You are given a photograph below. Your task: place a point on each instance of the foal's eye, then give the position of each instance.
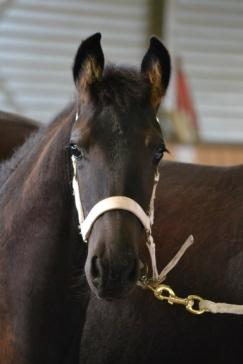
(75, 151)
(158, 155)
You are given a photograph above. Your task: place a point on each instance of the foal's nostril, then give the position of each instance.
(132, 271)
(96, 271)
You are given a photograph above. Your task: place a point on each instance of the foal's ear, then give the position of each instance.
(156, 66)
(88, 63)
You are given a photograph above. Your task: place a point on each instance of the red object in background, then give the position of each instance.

---

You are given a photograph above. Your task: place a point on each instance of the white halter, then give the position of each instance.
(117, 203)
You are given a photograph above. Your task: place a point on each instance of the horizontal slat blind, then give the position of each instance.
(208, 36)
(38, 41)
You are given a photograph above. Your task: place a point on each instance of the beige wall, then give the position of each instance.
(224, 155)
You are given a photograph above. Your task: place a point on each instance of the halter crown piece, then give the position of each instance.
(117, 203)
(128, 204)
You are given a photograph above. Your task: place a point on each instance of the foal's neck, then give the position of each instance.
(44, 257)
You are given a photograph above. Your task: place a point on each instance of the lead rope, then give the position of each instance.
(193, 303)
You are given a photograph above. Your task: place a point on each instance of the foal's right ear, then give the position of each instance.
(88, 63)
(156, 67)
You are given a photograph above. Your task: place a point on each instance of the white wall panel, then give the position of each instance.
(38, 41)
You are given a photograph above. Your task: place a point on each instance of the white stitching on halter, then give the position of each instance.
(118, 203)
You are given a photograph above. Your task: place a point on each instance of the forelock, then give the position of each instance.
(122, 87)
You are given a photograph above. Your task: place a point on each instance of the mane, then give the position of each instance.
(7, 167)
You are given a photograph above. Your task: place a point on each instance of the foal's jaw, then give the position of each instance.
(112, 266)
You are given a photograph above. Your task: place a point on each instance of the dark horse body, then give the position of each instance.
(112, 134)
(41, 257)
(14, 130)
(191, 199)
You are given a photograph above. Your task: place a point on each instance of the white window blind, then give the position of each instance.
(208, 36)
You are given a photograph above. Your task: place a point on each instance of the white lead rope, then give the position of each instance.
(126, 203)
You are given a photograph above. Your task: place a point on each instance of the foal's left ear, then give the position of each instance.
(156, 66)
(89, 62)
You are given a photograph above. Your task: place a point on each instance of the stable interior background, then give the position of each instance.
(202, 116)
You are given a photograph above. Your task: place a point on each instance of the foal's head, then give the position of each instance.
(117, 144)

• _Instruction_: Write out the material above word for word, everything from the line containing "You are given a photograph below." down to the line containing "the red object", including both of those lines. Leave the pictures out of your answer.

• _Answer to this task_:
You are given a photograph below. Your task: place a point on each instance of the foal's eye, then give the position of each instance.
(75, 151)
(158, 155)
You are given a photograph above. Your task: place a point on each instance of the foal's nostril, then give the position of each instance.
(132, 271)
(96, 271)
You are given a photograph above. Your task: place a point on each instance of the foal's ear, then give the position of each instance.
(156, 66)
(88, 63)
You are given a photograph above. Your task: place a point on each instance of the red object in background, then give the position of each instance.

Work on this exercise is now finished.